TEXT SEGMENT ▸
Cool slightly and add 1 or 2 more
tablespoons of olive oil. Stir in chopped mint, parsley, chives or shallot and cheese,
if using. Add salt and pepper to taste.
Serve warm, chilled or at room
temperature.
MIRIAM
MARGULIES’ SWEET AND SOUR RED CABBAGE
This
is from RECIPES REMEMBERED. The
author of this recipe lived in Austria under Nazi rule until 1940, when an
uncle managed to get papers to bring her (then 10 years old) and her mother to
America. They settled in the German Jewish community of Washington Heights, New
York, where Miriam did much of the cooking while her mother worked. This story
ends happily with a reunion with her father after the war. She is now the
mother of two with seven grandchildren and a great-grandchild!
This dish is also good hot or cold. Hot,
it would be a good accompaniment to a brisket and would certainly add color to
a Seder table. You can double the recipe with confidence that it will keep for
at least 5 days in the fridge. Larry and I enjoyed the cold cabbage leftovers
from my trial run on a roast beef sandwich on home-made rye bread!

TASKS TO PERFORM ▸
1. Translate this sentence from the red cabbage recipe into Spanish: "You can double the recipe with confidence that it will keep for at least 5 days in the fridge."
2. Extend the red cabbage recipe past its last sentence, keeping the same style.

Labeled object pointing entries
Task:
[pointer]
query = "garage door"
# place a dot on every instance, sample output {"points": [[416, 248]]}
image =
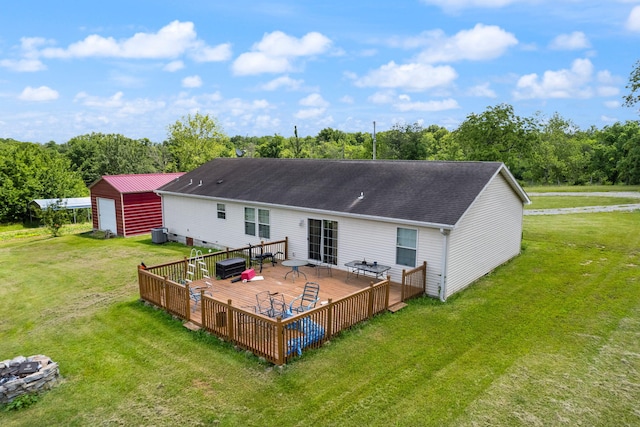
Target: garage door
{"points": [[107, 215]]}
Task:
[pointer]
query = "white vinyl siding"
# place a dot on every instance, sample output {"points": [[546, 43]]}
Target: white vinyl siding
{"points": [[488, 235], [406, 246], [222, 213]]}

PER-TASK ANSWERS ▸
1. Puede duplicar la receta con la confianza de que se conservará al menos 5 días en el refrigerador.

2.
Makes 4 to 5 C
1
large onion, peeled and sliced
2
TBSP vegetable oil
1
small head red cabbage (about 1 lb), cored and shredded (about 4 C)*
¼
C water
1
tsp. all-purpose flour OR matzah cake meal
¼
C apple cider vinegar
¼
C sugar
Salt
and freshly ground pepper
Heat the oil in a large skillet over low
heat. Add the onions and cook, stirring occasionally, until soft, about 15
minutes. (You can shred the cabbage while the onions are cooking.) Add the
cabbage and water to the softened onions and cover the pan; cook over low heat
for about 15 minutes, until the cabbage is soft and wilted. Mix in the flour or
cake meal, vinegar and sugar and cook for two more minutes until all is well
combined. (Enjoy the change in color caused by the vinegar!) Season to taste
with salt and pepper; add vinegar or sugar for desired sweet and sour balance. Serve
hot or cold.
*Packaged
shredded red cabbage is available where fresh produce is sold in grocery
stores. It works well in this recipe and is a time- and mess-saver!